--- start Extract to read ---

Monday, April 17, 2006

Commonplace Confusions

The other week I proposed 10 things everyone should know in or about philosophy. Judging by some people's reactions, perhaps I should've kept the two types separate. If you want a purely metaphilosophical list, let me recommend DuckRabbit. But I was also wanting to explore the question of which commonplace assumptions or 'folk beliefs' philosophical reflection should lead us to reject as false. In addition to those mentioned in my earlier post, a few other lessons spring to mind:

1) Not all actions stem from selfish motives. Sure, you can define "selfish" so that doing whatever you choose (hence, "want") counts as "selfish". But that trivializes the thesis -- it says no more than that actions stem from motives. So shut up with the knee-jerk cynicism already.

2) Rationality does not require always and only acting to advance your self-interest. I think this is pretty conclusively established by Parfit's arguments about incomplete relativity. We should either be instrumentalists or universalists about reasons. Rational egoism is an unstable and ad hoc intermediary position. (I suspect that most people who unthinkingly espouse this view are really instrumentalists who simply assume that people are purely self-interested in their aims. But see #1 above.)

--- end Extract to read ---
--- start Excerpted data ---

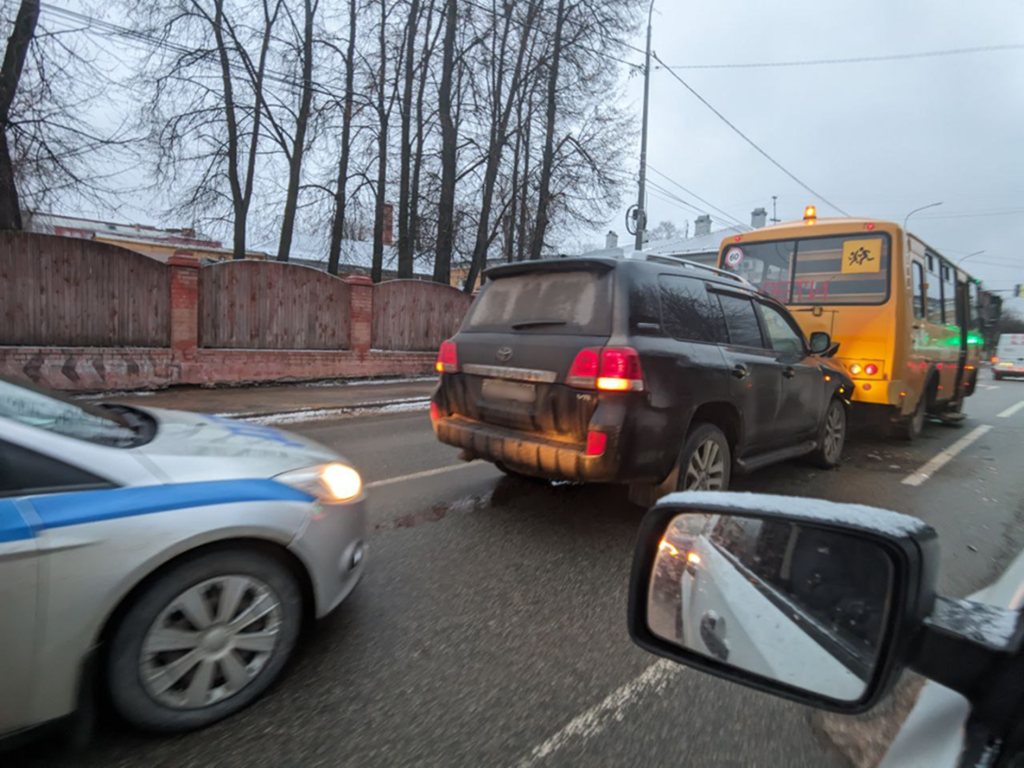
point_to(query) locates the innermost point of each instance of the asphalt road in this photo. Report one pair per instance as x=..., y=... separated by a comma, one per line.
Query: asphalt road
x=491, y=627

--- end Excerpted data ---
--- start Excerpted data ---

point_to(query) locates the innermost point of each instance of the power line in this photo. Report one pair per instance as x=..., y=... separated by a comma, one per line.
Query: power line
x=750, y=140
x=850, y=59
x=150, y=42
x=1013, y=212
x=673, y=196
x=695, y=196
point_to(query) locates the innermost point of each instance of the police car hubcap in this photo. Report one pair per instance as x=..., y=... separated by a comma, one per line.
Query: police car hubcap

--- end Excerpted data ---

Work required ▸
Carry the post on commonplace confusions forward from where it stops. These lines have no connection to the post on commonplace confusions.

Expected answer ▸
3) Knowledge does not require certainty. We learn this from considering Matrix-like skeptical scenarios.

4) Whether "a tree falling in an empty forest makes a sound" is not a profound problem. It's simple once you disambiguate the term 'sound'. The falling tree causes soundwaves, but no conscious experiences or sound qualia. End of story.

5) Deontological absolutism and moral objectivity are not the same thing! Most people seem to believe that if you deny that lying is always wrong, then you should be a relativist. That's stupid. One can (and should!) have context-sensitive moral principles, as in consequentialism, whilst still insisting that these principles yield the objectively correct answer in any particular situation.

(When you add this to the points made in my earlier post, it looks like most people are simply thoroughly confused about what objectivity actually involves. Most unfortunate.)

6) Pure self-creation is incoherent. Choice requires a prior basis which underlies judgment. Corollary: 'Nurture' requires 'nature' to guide it. A genuine 'blank slate' could do no more than a rock.

What other commonplace confusions and rational remedies can you think of?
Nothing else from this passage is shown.